- [Article]:
+ + + + +
Digital leapfrogging in Cambodia 
Chea Serey took an active part in the digitalization of the Khmer economy. In 2017, in order to replace an outdated infrastructure which made the cost of making transactions too high – due to financial institutions with heavy paperwork, over-staffing and waste of time, Chea Serey launched the National Bank of Cambodia Platform, a trading system that allows all financial institutions to make transactions online. Under her leadership, retail payment infrastructure has been modernized: she also led the effort to introduce new electronic payment system based in QR codes. This dynamic had ripple effects on many sectors of the economy. As of 2018, Chea Serey noted that “twenty years ago, telecommunication cost in Cambodia was the highest in ASEAN according to an ADB study, but now I can confidently say that access to Internet is the cheapest in the ASEAN."

Banking boom in Cambodia 
As director of the Central Bank of Cambodia, Chea Serey has overlooked the restoration of Cambodia's banking system, which depletion has been symbolized by the blowing up to the headquarters of the central bank in Phnom Penh under the Khmer Rouge. When Chea Serey started work at the National Bank of Cambodia, there were 16 banks and now there are 38, seven or which are specialised banks and 32 commercial banks.

Chea Serey was an early supporter of the potential of blockchain technology but has been cautious about the development of cryptocurrencies in Cambodia. Though the National Bank of Cambodia is launching its own blockchain technology, which allows secure digital currency transactions, the body is not willing to trust all cryptocurrencies. Director General Chea Serey called the fintech “a new form of fraud” in a conference in November, and later banned initial coin offerings from Cambodia-based currencies.

From de-dollarization to Bakong blockchain currency 
The dollarization of the Cambodian economy is an issue which Chea Serey explains was a consequence of Cambodia coming out of post-conflict poverty and the UNTAC period. Already in December 2016, the National Bank of Cambodia released a directive instructing commercial banks and microfinance institutions in Cambodia to issue a greater percentage of their loans in the local currency, a regulation that aims to promote the use of the riel, Cambodia's national currency. Later, in July 2017, Chea Serey was responsible for drafting Cambodia's first draft national strategy on promoting the riel. In order to boost the riel, and avoir the dependency on the dollar, Chea Serey also promoted the use of the Chinese yuan in trade with China, as similar arrangements are being pursued with Asean nations, particularly Thailand and Vietnam, while continuing to encourage the preferential use of the Khmer riel.
+ + + + +
- [Job]:
Please retype the text on Chea Serey, starting with "Chea Serey was an" and going on through "from Cambodia-based currencies.". The entries come from a separate source.

- [Excerpted data]:
+ + + + +
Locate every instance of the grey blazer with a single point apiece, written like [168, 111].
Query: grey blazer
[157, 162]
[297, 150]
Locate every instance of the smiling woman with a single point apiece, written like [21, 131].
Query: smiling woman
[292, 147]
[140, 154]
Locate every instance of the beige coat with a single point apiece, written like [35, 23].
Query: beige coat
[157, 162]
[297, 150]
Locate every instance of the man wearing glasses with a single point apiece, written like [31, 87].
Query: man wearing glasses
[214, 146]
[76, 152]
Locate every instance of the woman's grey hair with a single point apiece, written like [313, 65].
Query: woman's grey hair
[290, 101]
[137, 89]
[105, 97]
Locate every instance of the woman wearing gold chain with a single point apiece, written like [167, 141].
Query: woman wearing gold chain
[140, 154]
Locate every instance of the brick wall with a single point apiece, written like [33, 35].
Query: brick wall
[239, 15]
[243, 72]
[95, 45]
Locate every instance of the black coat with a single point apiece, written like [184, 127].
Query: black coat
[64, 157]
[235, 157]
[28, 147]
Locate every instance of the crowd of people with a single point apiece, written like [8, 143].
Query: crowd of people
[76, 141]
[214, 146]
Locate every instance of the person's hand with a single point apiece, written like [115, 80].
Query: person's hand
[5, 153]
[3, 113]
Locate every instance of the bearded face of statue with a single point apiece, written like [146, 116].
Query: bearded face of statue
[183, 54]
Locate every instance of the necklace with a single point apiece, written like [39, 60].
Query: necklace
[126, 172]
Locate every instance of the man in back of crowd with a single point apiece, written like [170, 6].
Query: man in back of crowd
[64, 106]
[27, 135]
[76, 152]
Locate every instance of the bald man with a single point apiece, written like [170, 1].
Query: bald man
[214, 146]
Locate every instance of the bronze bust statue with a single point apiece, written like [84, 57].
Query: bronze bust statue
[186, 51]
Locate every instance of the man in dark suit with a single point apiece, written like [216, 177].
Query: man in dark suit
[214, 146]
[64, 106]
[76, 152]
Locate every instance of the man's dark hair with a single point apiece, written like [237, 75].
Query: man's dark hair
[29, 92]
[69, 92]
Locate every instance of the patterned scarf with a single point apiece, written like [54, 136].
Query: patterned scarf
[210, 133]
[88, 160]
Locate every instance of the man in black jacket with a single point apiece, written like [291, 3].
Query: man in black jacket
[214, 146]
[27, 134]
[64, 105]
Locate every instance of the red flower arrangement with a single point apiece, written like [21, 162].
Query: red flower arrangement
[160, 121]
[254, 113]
+ + + + +
- [Response to this exercise]:
Chea Serey was an early supporter of the potential of blockchain technology but has been cautious about the development of cryptocurrencies in Cambodia. Though the National Bank of Cambodia is launching its own blockchain technology, which allows secure digital currency transactions, the body is not willing to trust all cryptocurrencies. Director General Chea Serey called the fintech “a new form of fraud” in a conference in November, and later banned initial coin offerings from Cambodia-based currencies.